====== Provided passage

New Zealand's School Dental Service over the Decades: Its Response to Social, Political, and Economic Influences, and the Effect on Oral Health Inequalities

Front Public Health. 2017 Jul 31:5:177. doi: 10.3389/fpubh.2017.00177. eCollection 2017.


New Zealand's School Dental Service (SDS) was founded in 1921, partly as a response to the "appalling" state of children's teeth, but also at a time when social policy became centered on children's health and welfare. Referring to the Commission on Social Determinants of Health (CSDH) conceptual framework, this review reflects upon how SDS policy evolved in response to contemporary constraints, challenges, and opportunities and, in turn, affected oral health. Although the SDS played a crucial role in improving oral health for New Zealanders overall and, in particular, children, challenges in addressing oral health inequalities remain to this day. Supported by New Zealand's Welfare State policies, the SDS expanded over several decades. Economic depression, war, and the "baby boom" affected its growth to some extent but, by 1976, all primary-aged children and most preschoolers were under its care. Despite SDS care, and the introduction of water fluoridation in the 1950s, oral health surveys in the 1970s observed that New Zealand children had heavily-filled teeth, and that adults lost their teeth early. Changes to SDS preventive and restorative practices reduced the average number of fillings per child by the early 1980s, but statistics then revealed substantial inequalities in child oral health, with Ma¯ ori and Pacific Island children faring worse than other children. In the 1990s, New Zealand underwent a series of major structural "reforms," including changes to the health system and a degree of withdrawal of the Welfare State. As a result, children's oral health deteriorated and inequalities not only persisted but also widened. By the beginning of the new millennium, reviews of the SDS noted that, as well as worsening oral health, equipment and facilities were run-down and the workforce was aging. In 2006, the New Zealand Government invested in a "reorientation" of the SDS to a Community Oral Health Service (COHS), focusing on prevention. Ten years on, initial evaluations of the COHS appear to be mostly positive, but oral health inequalities persevere. Innovative strategies at COHS level may improve oral health but inequalities will only be overcome by the implementation of policies that address the wider social determinants of health.

Keywords: Community Oral Health Service; New Zealand School Dental Service; dental caries; dental nurse; dental therapist; dental therapy; oral health inequalities; oral health therapist.

============

→ Explore the material:
a) Answer these questions using the School Dental Service abstract:
(i) In what year was the School Dental Service founded?
(ii) By 1976, which children were under the service's care?
(iii) In 2006, what did the New Zealand Government reorient the service into?
b) From the School Dental Service abstract, extract the passage from "New Zealand's School Dental Service over" up to and including "10.3389/fpubh.2017.00177. eCollection 2017.".
The records come from a separate source, unrelated to the School Dental Service abstract.

====== Records

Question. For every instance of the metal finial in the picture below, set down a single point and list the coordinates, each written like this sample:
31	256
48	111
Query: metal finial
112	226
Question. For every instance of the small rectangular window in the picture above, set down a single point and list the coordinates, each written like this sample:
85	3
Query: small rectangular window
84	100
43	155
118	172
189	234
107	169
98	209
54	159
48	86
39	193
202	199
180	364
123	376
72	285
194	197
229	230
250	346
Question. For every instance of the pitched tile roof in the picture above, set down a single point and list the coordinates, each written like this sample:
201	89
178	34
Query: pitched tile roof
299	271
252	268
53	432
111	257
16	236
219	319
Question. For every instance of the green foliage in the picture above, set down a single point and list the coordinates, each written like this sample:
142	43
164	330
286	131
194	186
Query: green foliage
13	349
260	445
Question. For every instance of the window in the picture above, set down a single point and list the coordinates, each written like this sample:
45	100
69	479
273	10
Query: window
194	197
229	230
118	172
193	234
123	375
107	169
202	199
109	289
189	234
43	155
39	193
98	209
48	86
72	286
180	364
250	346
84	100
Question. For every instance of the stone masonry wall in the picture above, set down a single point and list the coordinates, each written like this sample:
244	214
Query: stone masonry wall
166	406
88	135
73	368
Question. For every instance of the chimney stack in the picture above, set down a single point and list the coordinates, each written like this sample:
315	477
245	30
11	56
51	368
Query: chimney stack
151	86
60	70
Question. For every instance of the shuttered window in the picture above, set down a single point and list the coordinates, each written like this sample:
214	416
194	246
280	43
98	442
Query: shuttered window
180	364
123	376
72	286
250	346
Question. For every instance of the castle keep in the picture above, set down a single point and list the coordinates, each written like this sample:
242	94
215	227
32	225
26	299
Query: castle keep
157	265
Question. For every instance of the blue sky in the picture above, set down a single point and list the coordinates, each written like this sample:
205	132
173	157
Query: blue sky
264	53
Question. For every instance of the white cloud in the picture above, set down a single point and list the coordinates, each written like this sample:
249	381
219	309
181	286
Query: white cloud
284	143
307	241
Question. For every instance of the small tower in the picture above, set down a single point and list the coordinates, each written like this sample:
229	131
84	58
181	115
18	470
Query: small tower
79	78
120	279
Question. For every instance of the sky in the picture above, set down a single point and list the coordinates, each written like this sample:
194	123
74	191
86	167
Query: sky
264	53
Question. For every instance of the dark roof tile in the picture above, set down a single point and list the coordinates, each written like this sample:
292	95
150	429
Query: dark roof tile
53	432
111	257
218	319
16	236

============
====== Records

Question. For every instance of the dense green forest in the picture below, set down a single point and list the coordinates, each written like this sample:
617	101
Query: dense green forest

============
====== Records

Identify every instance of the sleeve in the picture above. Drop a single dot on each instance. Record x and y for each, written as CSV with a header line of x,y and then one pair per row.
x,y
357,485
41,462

============

→ Answers by item number:
a)
(i) 1921
(ii) All primary-aged children and most preschoolers
(iii) A Community Oral Health Service (COHS), focusing on prevention

b)
New Zealand's School Dental Service over the Decades: Its Response to Social, Political, and Economic Influences, and the Effect on Oral Health Inequalities

Front Public Health. 2017 Jul 31:5:177. doi: 10.3389/fpubh.2017.00177. eCollection 2017.